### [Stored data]
————————

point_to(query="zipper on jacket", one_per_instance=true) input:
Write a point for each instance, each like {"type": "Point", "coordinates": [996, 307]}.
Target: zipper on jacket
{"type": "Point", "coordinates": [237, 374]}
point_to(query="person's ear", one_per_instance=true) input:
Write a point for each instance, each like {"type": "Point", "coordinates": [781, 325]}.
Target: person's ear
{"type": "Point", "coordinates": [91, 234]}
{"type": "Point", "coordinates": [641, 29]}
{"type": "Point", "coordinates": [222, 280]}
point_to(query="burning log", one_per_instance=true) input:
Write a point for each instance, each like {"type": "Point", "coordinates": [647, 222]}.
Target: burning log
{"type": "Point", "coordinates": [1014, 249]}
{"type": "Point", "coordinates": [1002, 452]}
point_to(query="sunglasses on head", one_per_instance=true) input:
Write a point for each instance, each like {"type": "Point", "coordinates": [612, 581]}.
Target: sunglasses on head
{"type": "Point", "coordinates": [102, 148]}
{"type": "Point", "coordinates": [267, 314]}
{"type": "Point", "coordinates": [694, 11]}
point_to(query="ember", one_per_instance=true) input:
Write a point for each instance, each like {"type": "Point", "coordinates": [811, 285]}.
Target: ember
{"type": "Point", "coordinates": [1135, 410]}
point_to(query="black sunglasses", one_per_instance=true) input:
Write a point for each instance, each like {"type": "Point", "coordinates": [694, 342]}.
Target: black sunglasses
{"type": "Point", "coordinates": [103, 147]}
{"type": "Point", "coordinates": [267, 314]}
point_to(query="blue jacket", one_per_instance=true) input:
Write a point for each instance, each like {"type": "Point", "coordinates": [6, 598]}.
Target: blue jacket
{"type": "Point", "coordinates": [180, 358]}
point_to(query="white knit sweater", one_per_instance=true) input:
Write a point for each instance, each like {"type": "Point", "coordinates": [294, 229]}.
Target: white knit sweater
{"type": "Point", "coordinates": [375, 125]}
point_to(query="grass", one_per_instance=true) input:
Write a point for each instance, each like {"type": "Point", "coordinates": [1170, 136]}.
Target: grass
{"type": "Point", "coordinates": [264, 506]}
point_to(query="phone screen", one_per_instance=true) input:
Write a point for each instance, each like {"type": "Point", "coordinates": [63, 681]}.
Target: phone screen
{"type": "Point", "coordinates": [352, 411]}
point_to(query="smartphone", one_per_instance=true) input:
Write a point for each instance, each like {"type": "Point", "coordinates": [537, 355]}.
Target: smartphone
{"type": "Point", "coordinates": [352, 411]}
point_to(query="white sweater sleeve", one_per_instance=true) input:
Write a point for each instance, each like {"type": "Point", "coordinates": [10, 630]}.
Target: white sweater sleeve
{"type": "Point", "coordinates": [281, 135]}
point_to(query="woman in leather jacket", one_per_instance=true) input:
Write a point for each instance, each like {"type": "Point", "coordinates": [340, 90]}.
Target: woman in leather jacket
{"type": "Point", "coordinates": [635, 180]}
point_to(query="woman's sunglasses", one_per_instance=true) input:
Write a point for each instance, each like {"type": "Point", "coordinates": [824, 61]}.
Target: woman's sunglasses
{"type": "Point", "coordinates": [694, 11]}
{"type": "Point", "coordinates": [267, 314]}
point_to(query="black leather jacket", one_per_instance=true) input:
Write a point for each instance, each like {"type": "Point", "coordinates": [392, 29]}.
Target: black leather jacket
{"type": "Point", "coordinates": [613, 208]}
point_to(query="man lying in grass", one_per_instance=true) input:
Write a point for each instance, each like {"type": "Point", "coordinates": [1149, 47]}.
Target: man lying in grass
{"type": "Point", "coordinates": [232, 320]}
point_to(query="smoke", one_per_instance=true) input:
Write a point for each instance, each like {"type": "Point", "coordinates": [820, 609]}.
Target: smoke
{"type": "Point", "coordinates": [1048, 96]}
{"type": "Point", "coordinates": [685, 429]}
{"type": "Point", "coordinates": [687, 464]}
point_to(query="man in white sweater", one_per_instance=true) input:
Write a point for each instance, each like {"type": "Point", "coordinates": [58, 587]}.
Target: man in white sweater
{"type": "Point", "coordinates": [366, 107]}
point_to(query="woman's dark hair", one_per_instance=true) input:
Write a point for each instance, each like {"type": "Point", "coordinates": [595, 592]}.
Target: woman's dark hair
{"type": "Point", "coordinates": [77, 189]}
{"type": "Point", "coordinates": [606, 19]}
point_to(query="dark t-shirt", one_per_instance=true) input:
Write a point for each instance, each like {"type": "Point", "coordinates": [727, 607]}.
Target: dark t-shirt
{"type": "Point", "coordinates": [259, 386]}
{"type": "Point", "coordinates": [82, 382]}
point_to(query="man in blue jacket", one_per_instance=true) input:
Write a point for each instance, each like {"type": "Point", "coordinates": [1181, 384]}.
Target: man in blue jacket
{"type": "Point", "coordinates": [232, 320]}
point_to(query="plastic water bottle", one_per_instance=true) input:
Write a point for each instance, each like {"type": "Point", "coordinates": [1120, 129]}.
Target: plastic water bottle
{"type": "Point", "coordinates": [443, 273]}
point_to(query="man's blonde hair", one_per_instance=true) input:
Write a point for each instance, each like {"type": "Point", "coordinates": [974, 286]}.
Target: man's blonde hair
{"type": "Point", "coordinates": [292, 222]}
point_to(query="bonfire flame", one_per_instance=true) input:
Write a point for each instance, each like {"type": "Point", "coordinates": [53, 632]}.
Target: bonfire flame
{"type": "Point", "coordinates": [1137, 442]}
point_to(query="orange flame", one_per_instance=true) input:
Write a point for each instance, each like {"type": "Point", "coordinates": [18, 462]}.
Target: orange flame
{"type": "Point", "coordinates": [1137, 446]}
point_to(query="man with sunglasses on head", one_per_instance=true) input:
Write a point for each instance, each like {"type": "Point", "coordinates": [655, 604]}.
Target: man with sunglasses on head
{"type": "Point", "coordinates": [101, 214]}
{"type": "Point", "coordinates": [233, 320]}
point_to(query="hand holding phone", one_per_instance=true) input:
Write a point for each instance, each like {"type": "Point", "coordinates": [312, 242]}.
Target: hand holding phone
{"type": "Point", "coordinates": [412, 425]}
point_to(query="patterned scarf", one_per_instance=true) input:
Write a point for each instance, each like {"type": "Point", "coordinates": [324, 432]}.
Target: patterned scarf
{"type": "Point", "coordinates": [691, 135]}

————————

### [PROBLEM]
Each entry above must be set down again without alteration.

### [RESPONSE]
point_to(query="zipper on jacket", one_per_instance=true) input:
Write a point for each instance, each like {"type": "Point", "coordinates": [996, 307]}.
Target: zipper on jacket
{"type": "Point", "coordinates": [237, 374]}
point_to(query="person's ear", one_per_instance=true) input:
Write a point for each instance, each like {"type": "Point", "coordinates": [781, 325]}.
Target: person's ear
{"type": "Point", "coordinates": [91, 234]}
{"type": "Point", "coordinates": [641, 29]}
{"type": "Point", "coordinates": [222, 280]}
point_to(query="burning log", one_per_instance=true) input:
Write a point for each instance, each like {"type": "Point", "coordinates": [647, 222]}.
Target: burning log
{"type": "Point", "coordinates": [1014, 249]}
{"type": "Point", "coordinates": [1002, 452]}
point_to(query="sunglasses on head", one_per_instance=true) input:
Write a point for each instance, each like {"type": "Point", "coordinates": [612, 581]}.
Target: sunglasses on head
{"type": "Point", "coordinates": [102, 148]}
{"type": "Point", "coordinates": [267, 314]}
{"type": "Point", "coordinates": [694, 11]}
point_to(query="ember", one_per_instance=true) input:
Write a point for each instance, each like {"type": "Point", "coordinates": [811, 285]}.
Target: ember
{"type": "Point", "coordinates": [1135, 410]}
point_to(query="black sunglasses", one_per_instance=true) input:
Write a point for each instance, each like {"type": "Point", "coordinates": [694, 342]}.
Target: black sunglasses
{"type": "Point", "coordinates": [103, 147]}
{"type": "Point", "coordinates": [267, 314]}
point_to(query="blue jacket", one_per_instance=true) input:
Write a point for each instance, each like {"type": "Point", "coordinates": [6, 598]}.
Target: blue jacket
{"type": "Point", "coordinates": [180, 358]}
point_to(query="white knit sweater", one_per_instance=true) input:
Write a point for each instance, each like {"type": "Point", "coordinates": [294, 229]}.
Target: white knit sweater
{"type": "Point", "coordinates": [375, 125]}
point_to(query="grass", one_per_instance=true) input:
Write a point for each instance, each like {"type": "Point", "coordinates": [1170, 136]}.
Target: grass
{"type": "Point", "coordinates": [264, 506]}
point_to(query="phone screen", one_per_instance=true) input:
Write a point for each instance, each like {"type": "Point", "coordinates": [63, 681]}.
Target: phone screen
{"type": "Point", "coordinates": [352, 411]}
point_to(query="smartphone", one_per_instance=true) input:
Write a point for each instance, each like {"type": "Point", "coordinates": [537, 355]}.
Target: smartphone
{"type": "Point", "coordinates": [352, 411]}
point_to(query="white sweater sleeve", one_per_instance=true) input:
Write a point for each instance, each like {"type": "Point", "coordinates": [10, 630]}.
Target: white sweater sleeve
{"type": "Point", "coordinates": [281, 135]}
point_to(query="woman in leather jacket", one_per_instance=true) input:
Write a point for each instance, each like {"type": "Point", "coordinates": [340, 90]}.
Target: woman in leather jacket
{"type": "Point", "coordinates": [635, 180]}
point_to(query="woman's sunglasses", one_per_instance=true) input:
Write a point for each instance, each like {"type": "Point", "coordinates": [824, 61]}.
Target: woman's sunglasses
{"type": "Point", "coordinates": [694, 11]}
{"type": "Point", "coordinates": [267, 314]}
point_to(query="black leather jacket", one_per_instance=true) input:
Write a point for each instance, each like {"type": "Point", "coordinates": [392, 29]}.
Target: black leather jacket
{"type": "Point", "coordinates": [613, 208]}
point_to(query="man lying in grass", one_per_instance=true) input:
Write a point for each instance, each like {"type": "Point", "coordinates": [1149, 47]}.
Target: man lying in grass
{"type": "Point", "coordinates": [232, 320]}
point_to(query="smoke", one_per_instance=true) input:
Write a point for each instance, each like {"type": "Point", "coordinates": [820, 609]}.
Target: smoke
{"type": "Point", "coordinates": [1048, 96]}
{"type": "Point", "coordinates": [685, 429]}
{"type": "Point", "coordinates": [687, 464]}
point_to(query="man in white sweater", one_per_instance=true) input:
Write a point for each instance, each like {"type": "Point", "coordinates": [58, 587]}.
Target: man in white sweater
{"type": "Point", "coordinates": [366, 107]}
point_to(query="woman's dark hair", one_per_instance=true) input:
Write a point for each instance, each like {"type": "Point", "coordinates": [595, 592]}.
Target: woman's dark hair
{"type": "Point", "coordinates": [77, 189]}
{"type": "Point", "coordinates": [606, 19]}
point_to(query="dark t-shirt", one_per_instance=true) input:
Write a point for each instance, each like {"type": "Point", "coordinates": [727, 607]}.
Target: dark t-shirt
{"type": "Point", "coordinates": [259, 386]}
{"type": "Point", "coordinates": [82, 382]}
point_to(query="man in blue jacket", one_per_instance=true) input:
Write a point for each instance, each like {"type": "Point", "coordinates": [1181, 384]}.
Target: man in blue jacket
{"type": "Point", "coordinates": [232, 320]}
point_to(query="plastic water bottle", one_per_instance=true) input:
Write a point for each instance, each like {"type": "Point", "coordinates": [1120, 129]}.
Target: plastic water bottle
{"type": "Point", "coordinates": [443, 273]}
point_to(query="man's blonde hair", one_per_instance=true) input:
Write a point for each instance, each like {"type": "Point", "coordinates": [974, 286]}.
Target: man's blonde hair
{"type": "Point", "coordinates": [292, 222]}
point_to(query="bonfire flame", one_per_instance=true) input:
Write a point for each instance, each like {"type": "Point", "coordinates": [53, 632]}.
Target: bonfire flame
{"type": "Point", "coordinates": [1137, 442]}
point_to(query="orange flame", one_per_instance=true) input:
Write a point for each instance, each like {"type": "Point", "coordinates": [18, 462]}.
Target: orange flame
{"type": "Point", "coordinates": [1137, 446]}
point_to(query="man with sunglasses on head", one_per_instance=true) input:
Write a point for each instance, each like {"type": "Point", "coordinates": [655, 604]}.
Target: man with sunglasses on head
{"type": "Point", "coordinates": [101, 214]}
{"type": "Point", "coordinates": [233, 320]}
point_to(query="hand holding phone", one_per_instance=true) input:
Write a point for each instance, each like {"type": "Point", "coordinates": [312, 242]}.
Target: hand holding phone
{"type": "Point", "coordinates": [412, 425]}
point_to(query="patterned scarf", one_per_instance=true) input:
Write a point for each instance, each like {"type": "Point", "coordinates": [324, 432]}.
Target: patterned scarf
{"type": "Point", "coordinates": [691, 135]}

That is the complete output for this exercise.